■ Collected data:
[Start of Attachment]
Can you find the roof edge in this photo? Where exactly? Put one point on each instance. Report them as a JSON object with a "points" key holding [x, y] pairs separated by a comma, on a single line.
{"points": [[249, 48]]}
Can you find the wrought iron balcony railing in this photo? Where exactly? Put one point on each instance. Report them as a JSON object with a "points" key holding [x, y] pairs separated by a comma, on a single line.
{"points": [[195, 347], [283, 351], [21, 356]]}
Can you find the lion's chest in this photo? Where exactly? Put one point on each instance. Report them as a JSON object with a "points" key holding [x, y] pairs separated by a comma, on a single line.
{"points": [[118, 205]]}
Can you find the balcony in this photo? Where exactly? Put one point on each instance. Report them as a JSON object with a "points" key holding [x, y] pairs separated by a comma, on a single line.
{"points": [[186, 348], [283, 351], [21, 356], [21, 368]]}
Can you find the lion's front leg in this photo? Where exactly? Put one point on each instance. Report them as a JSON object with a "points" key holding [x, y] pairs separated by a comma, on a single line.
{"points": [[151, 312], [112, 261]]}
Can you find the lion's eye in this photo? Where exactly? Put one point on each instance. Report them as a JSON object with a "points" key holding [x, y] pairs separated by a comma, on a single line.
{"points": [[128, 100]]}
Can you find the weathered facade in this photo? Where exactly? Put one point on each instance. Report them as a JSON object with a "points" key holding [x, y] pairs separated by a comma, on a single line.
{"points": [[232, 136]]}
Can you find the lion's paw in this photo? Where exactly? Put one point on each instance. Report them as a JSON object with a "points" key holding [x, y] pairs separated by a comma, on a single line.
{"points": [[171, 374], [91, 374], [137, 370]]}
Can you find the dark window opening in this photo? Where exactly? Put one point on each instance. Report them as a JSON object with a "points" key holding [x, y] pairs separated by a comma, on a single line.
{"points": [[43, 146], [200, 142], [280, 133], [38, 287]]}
[End of Attachment]
■ PROBLEM: Every line of the data above should be reproduced word for word.

■ RESPONSE AREA:
Can you find the roof edge in this photo? Where exactly? Put one point on each instance. Report them as a JSON object with a "points" key holding [x, y] pairs separated by a comma, on a single line.
{"points": [[249, 48]]}
Can you find the wrought iron balcony railing in this photo? Where exactly? Put one point on each instance. Report them as a JSON object with a "points" key holding [x, y] pairs separated by a comma, on a single line.
{"points": [[195, 347], [283, 351], [21, 356]]}
Can you find the lion's chest in this photo? Where exactly? Put one point on each instance. Report them as a JSON object with a "points" key holding [x, y] pairs separated by a comma, on a single line.
{"points": [[118, 205]]}
Can you find the balcony in this photo? Where exactly? Put one point on each instance. Report them as a JSON object with a "points" key holding [x, y] pairs separated by a comma, on a single line.
{"points": [[186, 348], [283, 351], [21, 356], [21, 368]]}
Can you find the lion's front leg in this photo? Where exactly? Put one point on each instance. Report them as a JSON object with a "points" key holding [x, y] pairs separated by a comma, on a single line.
{"points": [[151, 312], [112, 261]]}
Can you find the lion's eye in this photo? Where exactly? Put one point on each instance. Report them as a JSON object with a "points" key holding [x, y] pairs separated by a comma, on a single line.
{"points": [[128, 100]]}
Can you find the weathered facade in this photo? Where exactly? Put one point on each instance. Report them as a JSON object with a "points" key holding [x, y] pairs separated by a comma, on a single line.
{"points": [[232, 136]]}
Can you find the lion's paw in this photo? Where exactly? Put one point on each instance. Report them as a JSON object with a "points" key holding [x, y] pairs separated by a comma, on a single line.
{"points": [[171, 374], [91, 374], [137, 370]]}
Can you find the dark window opening in this photo? Where exactly? Put one point on each instance. Report them as a JSON object with a "points" key holding [x, y] pairs separated by a comma, on a single line.
{"points": [[43, 146], [200, 142], [280, 133], [38, 287]]}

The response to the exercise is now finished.